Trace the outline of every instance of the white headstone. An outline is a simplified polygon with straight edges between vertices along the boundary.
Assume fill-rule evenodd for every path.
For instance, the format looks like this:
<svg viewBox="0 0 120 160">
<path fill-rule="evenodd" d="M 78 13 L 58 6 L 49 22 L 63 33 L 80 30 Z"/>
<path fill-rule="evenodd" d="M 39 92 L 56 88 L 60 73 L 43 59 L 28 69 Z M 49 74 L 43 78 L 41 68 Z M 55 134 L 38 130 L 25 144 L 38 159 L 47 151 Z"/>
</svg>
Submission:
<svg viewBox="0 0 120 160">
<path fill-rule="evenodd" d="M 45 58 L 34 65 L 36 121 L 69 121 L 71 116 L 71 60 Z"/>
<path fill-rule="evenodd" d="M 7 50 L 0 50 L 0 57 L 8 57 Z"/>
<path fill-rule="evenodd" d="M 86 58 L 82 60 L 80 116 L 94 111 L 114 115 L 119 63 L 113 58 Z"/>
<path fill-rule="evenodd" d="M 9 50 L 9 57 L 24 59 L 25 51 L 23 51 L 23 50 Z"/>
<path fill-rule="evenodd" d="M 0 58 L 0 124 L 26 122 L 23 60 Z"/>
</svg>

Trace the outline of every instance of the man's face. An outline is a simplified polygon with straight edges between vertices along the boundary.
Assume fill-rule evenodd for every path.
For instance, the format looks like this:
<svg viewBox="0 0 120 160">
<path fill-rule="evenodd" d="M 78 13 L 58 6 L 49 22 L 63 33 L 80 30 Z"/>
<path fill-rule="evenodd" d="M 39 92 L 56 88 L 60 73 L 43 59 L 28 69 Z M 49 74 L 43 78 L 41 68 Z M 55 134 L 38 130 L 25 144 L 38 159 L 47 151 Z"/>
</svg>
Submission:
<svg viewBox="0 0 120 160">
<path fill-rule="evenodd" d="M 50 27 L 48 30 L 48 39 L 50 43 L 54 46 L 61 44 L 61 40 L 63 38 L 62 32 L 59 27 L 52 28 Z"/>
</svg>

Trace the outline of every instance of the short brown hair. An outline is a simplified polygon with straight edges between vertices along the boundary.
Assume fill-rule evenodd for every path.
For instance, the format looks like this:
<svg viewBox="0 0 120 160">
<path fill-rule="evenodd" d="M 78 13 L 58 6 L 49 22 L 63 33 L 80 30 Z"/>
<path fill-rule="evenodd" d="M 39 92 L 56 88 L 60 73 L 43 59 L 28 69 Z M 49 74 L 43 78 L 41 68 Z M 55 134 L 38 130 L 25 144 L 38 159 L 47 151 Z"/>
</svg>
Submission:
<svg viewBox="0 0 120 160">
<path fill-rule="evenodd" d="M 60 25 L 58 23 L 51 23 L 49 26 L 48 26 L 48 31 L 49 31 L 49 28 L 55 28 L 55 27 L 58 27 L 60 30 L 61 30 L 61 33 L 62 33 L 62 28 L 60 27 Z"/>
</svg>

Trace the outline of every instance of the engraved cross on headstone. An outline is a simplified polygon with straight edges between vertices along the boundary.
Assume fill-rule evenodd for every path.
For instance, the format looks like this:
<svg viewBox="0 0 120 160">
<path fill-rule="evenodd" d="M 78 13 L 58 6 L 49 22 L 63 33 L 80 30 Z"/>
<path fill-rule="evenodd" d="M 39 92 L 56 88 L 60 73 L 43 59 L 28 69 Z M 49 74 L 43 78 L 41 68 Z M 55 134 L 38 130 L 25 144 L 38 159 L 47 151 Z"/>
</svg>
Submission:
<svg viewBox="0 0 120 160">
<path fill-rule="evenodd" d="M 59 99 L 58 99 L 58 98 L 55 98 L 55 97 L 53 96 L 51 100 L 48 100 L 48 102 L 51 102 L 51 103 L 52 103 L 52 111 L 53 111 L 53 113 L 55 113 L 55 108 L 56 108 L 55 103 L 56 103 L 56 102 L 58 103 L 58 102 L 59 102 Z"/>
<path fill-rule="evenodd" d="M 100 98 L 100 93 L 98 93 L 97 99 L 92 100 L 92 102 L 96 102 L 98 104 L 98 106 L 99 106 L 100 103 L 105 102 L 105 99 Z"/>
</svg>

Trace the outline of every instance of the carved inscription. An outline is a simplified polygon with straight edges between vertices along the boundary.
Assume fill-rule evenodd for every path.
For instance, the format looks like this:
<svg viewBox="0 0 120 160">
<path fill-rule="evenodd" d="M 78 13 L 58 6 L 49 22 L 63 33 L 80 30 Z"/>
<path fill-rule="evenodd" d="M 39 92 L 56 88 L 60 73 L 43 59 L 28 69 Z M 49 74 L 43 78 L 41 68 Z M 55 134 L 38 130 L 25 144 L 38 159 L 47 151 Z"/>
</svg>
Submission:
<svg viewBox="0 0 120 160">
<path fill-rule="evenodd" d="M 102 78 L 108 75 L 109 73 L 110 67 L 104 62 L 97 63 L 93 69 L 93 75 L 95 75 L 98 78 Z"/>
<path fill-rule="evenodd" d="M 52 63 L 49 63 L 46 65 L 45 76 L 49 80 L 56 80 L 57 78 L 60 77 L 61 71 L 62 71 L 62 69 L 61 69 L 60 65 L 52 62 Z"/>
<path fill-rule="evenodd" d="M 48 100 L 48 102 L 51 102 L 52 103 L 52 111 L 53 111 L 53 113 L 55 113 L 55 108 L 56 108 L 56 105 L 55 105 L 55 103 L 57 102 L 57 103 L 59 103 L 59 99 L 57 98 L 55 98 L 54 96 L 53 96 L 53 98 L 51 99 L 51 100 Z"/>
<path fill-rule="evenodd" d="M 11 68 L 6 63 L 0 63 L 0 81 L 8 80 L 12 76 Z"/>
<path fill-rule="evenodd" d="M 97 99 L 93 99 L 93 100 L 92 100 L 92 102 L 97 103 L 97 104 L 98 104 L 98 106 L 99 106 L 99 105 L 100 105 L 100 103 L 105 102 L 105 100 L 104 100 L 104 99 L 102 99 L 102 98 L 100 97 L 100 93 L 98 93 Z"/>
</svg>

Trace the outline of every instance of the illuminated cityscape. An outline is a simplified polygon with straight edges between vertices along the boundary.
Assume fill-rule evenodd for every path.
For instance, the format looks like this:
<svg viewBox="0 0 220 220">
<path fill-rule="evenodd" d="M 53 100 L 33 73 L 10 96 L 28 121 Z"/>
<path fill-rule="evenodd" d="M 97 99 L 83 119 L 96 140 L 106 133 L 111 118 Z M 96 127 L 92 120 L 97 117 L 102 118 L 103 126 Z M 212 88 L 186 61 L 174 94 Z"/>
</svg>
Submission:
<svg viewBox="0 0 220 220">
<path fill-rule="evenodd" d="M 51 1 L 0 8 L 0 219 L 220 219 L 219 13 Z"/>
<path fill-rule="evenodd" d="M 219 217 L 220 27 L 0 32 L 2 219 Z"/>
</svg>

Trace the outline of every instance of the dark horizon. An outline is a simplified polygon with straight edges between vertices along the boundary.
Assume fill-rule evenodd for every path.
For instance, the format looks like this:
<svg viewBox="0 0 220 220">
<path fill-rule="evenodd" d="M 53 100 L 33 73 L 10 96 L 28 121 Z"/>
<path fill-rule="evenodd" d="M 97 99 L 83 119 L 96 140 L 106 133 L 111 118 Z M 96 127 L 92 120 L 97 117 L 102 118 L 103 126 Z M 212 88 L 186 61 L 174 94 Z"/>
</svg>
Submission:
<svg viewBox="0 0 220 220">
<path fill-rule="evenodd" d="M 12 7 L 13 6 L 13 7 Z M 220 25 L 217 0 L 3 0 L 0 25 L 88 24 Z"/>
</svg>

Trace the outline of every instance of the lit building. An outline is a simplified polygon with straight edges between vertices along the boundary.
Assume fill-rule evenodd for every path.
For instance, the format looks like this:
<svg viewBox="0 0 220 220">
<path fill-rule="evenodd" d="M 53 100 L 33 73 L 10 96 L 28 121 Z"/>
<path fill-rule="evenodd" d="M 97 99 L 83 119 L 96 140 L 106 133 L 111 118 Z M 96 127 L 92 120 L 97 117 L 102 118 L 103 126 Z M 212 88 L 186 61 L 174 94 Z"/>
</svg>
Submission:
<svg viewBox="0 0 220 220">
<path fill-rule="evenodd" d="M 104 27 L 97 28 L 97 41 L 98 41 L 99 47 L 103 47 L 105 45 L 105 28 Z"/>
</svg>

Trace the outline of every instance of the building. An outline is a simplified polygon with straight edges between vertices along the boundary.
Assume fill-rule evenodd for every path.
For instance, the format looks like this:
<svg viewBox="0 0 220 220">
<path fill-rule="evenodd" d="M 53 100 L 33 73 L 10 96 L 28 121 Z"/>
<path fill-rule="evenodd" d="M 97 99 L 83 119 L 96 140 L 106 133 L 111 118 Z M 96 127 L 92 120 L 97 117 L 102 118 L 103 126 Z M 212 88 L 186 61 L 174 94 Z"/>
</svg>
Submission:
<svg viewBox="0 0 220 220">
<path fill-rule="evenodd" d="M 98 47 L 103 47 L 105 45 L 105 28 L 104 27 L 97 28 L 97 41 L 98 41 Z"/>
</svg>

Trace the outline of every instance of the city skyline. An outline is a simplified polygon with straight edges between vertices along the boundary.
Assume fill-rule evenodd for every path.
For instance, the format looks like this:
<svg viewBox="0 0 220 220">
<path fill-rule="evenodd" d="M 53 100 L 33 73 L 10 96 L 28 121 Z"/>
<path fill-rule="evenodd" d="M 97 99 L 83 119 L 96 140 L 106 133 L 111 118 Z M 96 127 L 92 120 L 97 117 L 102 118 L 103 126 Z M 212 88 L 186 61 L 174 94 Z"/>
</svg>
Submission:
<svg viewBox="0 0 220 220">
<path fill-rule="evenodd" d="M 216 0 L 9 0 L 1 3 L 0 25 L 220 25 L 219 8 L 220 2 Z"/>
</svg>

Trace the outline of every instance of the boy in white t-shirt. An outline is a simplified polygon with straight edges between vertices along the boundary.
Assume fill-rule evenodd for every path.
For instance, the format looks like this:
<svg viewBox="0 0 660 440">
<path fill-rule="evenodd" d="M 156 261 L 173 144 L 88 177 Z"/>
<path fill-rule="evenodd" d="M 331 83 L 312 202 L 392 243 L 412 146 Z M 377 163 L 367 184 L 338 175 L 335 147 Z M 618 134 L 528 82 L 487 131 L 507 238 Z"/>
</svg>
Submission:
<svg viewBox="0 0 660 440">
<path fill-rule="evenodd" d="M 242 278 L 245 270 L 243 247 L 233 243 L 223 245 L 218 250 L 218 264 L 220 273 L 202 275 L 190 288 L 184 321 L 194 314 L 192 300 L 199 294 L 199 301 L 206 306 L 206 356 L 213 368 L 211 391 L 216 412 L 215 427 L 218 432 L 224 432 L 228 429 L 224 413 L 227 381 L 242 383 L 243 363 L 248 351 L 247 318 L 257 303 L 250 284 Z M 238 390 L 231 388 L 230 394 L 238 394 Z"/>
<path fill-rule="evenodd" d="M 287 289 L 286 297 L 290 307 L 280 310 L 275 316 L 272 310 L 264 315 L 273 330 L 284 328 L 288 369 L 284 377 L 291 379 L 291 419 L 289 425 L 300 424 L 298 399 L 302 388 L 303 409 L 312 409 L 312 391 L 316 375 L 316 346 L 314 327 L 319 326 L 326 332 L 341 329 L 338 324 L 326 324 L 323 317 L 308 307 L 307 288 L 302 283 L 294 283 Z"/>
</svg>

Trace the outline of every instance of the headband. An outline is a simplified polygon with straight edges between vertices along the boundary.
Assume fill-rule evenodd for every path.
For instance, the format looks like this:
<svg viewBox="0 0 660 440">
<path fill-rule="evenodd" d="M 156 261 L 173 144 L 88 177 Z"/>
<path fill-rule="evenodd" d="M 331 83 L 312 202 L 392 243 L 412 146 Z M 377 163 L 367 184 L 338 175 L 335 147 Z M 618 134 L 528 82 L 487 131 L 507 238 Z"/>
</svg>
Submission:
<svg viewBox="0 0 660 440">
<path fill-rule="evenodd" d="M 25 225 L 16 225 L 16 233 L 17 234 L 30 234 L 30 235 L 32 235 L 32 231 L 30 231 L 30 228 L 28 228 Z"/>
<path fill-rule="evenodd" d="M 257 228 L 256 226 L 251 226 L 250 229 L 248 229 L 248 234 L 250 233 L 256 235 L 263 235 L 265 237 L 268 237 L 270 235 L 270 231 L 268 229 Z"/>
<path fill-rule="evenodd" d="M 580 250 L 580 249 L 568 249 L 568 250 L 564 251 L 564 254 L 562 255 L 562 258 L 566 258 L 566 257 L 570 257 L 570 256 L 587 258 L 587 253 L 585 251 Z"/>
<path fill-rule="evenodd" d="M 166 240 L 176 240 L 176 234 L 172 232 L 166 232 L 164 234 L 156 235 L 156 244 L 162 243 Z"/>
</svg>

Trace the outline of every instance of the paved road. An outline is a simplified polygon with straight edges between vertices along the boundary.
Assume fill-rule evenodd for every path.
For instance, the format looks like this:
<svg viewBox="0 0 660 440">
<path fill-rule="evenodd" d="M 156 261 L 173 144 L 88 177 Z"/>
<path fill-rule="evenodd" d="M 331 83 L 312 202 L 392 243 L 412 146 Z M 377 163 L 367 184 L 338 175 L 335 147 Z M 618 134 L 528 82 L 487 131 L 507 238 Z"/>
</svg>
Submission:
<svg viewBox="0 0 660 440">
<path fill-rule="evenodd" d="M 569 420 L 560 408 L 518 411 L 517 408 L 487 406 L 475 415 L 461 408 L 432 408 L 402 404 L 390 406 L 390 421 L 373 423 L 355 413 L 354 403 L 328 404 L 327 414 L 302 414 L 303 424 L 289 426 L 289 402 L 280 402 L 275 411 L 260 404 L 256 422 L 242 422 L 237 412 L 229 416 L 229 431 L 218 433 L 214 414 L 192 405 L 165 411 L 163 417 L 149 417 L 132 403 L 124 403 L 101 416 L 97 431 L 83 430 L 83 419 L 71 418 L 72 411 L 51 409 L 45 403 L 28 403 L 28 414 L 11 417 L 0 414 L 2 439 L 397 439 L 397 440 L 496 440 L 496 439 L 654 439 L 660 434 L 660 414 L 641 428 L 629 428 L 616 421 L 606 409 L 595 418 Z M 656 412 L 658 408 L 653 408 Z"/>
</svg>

· · · · ·

PROBLEM REQUIREMENTS
Output the material verbatim, beginning at the line that contains "Trace the outline of every instance of the paved" and continuing through the final line of the material.

TASK ANSWER
Trace the outline of every instance of the paved road. An outline is a simplified polygon with straight edges between vertices along the boundary.
Assume fill-rule evenodd for every path.
For instance, the format looks like this:
<svg viewBox="0 0 660 440">
<path fill-rule="evenodd" d="M 156 261 L 173 144 L 88 177 Z"/>
<path fill-rule="evenodd" d="M 331 83 L 312 202 L 392 243 L 412 146 Z M 377 163 L 367 184 L 338 175 L 335 147 Z M 618 134 L 528 82 L 487 131 L 507 238 Z"/>
</svg>
Submission:
<svg viewBox="0 0 660 440">
<path fill-rule="evenodd" d="M 569 420 L 560 408 L 518 411 L 517 408 L 487 406 L 475 415 L 461 408 L 432 408 L 402 404 L 390 406 L 390 421 L 373 423 L 355 413 L 354 403 L 328 404 L 327 414 L 302 414 L 303 424 L 289 426 L 289 402 L 280 402 L 275 411 L 260 404 L 256 422 L 242 422 L 237 412 L 229 416 L 229 431 L 218 433 L 214 414 L 192 405 L 165 411 L 163 417 L 149 417 L 132 403 L 124 403 L 101 416 L 97 431 L 83 430 L 83 419 L 71 418 L 72 411 L 51 409 L 45 403 L 28 403 L 28 414 L 11 417 L 0 414 L 2 439 L 397 439 L 397 440 L 496 440 L 496 439 L 654 439 L 660 434 L 660 414 L 641 428 L 629 428 L 616 421 L 606 409 L 595 418 Z M 656 412 L 658 408 L 653 408 Z"/>
</svg>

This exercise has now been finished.